:: TASK ::
Copy the items word for word, beginning at the line that has "Note: annotate every instance of the dark" and stopping after the line that has "[1052, 131]".
— Start —
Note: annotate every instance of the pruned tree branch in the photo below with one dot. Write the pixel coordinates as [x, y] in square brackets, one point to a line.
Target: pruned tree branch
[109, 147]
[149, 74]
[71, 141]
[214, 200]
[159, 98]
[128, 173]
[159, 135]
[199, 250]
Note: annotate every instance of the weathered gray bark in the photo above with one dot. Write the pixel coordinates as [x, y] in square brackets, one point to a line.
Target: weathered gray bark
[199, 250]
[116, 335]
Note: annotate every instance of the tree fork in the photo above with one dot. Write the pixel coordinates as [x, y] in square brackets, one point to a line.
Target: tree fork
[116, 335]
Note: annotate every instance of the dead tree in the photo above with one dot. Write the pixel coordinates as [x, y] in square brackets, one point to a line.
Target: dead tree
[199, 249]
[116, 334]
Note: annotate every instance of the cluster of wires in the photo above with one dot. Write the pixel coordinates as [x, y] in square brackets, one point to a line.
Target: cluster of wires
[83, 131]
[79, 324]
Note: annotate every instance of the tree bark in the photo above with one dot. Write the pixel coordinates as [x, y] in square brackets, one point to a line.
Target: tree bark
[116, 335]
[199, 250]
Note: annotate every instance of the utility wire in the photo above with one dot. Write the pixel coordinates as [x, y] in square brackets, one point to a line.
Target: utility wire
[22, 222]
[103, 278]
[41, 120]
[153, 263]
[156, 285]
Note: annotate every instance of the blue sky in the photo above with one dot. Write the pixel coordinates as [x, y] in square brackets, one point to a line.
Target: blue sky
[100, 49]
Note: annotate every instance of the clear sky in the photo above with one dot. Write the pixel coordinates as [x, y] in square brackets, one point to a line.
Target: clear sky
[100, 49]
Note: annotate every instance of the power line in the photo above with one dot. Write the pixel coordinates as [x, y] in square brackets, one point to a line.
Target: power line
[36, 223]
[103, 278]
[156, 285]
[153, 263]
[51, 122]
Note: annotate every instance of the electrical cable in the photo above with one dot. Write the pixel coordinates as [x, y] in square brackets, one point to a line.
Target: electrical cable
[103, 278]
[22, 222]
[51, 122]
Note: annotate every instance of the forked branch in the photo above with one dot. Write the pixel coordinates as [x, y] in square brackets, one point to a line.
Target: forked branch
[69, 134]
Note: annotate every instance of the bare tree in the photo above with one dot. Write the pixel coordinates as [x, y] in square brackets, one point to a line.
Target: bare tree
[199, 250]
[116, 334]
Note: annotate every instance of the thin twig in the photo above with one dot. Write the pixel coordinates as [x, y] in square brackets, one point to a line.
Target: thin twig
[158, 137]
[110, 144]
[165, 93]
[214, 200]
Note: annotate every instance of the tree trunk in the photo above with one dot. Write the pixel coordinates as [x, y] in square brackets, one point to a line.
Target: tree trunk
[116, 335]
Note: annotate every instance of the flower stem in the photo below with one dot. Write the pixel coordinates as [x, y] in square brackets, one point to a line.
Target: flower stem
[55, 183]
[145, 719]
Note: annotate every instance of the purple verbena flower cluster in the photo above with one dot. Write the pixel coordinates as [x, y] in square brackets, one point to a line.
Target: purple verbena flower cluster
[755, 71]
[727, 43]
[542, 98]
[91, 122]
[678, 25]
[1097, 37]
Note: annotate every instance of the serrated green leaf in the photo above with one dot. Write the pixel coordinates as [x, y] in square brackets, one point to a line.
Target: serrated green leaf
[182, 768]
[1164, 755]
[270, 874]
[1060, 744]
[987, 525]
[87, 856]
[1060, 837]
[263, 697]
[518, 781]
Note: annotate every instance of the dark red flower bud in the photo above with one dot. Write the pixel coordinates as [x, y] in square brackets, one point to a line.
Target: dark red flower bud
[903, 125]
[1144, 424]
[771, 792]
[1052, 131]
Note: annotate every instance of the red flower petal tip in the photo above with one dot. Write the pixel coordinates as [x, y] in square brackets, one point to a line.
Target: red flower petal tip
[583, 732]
— End —
:: OUTPUT OF THE EXERCISE ::
Note: annotate every instance of the dark red flower bud in the photo above with one dot. Write the pixel coordinates as [x, y] in square brackets, one point to a line.
Target: dark red flower bud
[903, 125]
[1144, 424]
[771, 792]
[1052, 131]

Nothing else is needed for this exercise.